---------- Source passage

At Toys R Us — Oh my, toys are us! In Proverbs Wisdom tells us, “At the beginning I was playing beside him like a little child and I was daily his delight.”(8:29), I listened to a tinkling recording of “It’s a Small World, Isn’t It?” while watching a lion and a lamb, a giraffe, a hopping kangaroo, and a waving bear shimmer across a plastic screen. Nearby Cicelia plinked a xylophone in plunking delight.
Then in the department store she asked, “Are shoes alive?”
Her elder sister exclaimed, “No!”
But she persisted, “I saw one talking on TV.”
“Let’s see,” I said, and leaning over a cordovan Bass loafer inquired, “Are you alive?”
“Oh mom,” Diana sighed.
We tried on grown-up perfume. When the saleslady offered to help, we told her we were searching for a fragrance that was really “us.” A spray, and Cicelia, pressing her hands to her cheeks, giggled, “Oh mom, I know this one is me!”
Before boarding the escalator we tried on hats. Cicelia, in a large brimmed red felt with ribbons, and Diana, in a small black veiled cloche, gazed at their images in the narrow mirror on the best day of my life.
We took six dresses from a rack for Diana to choose. Cicelia was her handmaiden, letting it be according to sister’s word, carrying, doing buttons and zippers, and holding up the blue satin fabric like a swatch of heaven against each dress.

--------------------

## Problem set
a. Please quote the stretch of the shopping-trip passage from "We took six" through "against each dress.".
b. In the shopping-trip passage, what hat did Cicelia try on?
Work only from the shopping-trip passage, not the material.

---------- Data shown

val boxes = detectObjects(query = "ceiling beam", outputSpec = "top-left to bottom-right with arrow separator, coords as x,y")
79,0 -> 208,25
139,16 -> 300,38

--------------------

## Answers per task
a.
We took six dresses from a rack for Diana to choose. Cicelia was her handmaiden, letting it be according to sister’s word, carrying, doing buttons and zippers, and holding up the blue satin fabric like a swatch of heaven against each dress.

b. A large brimmed red felt hat with ribbons.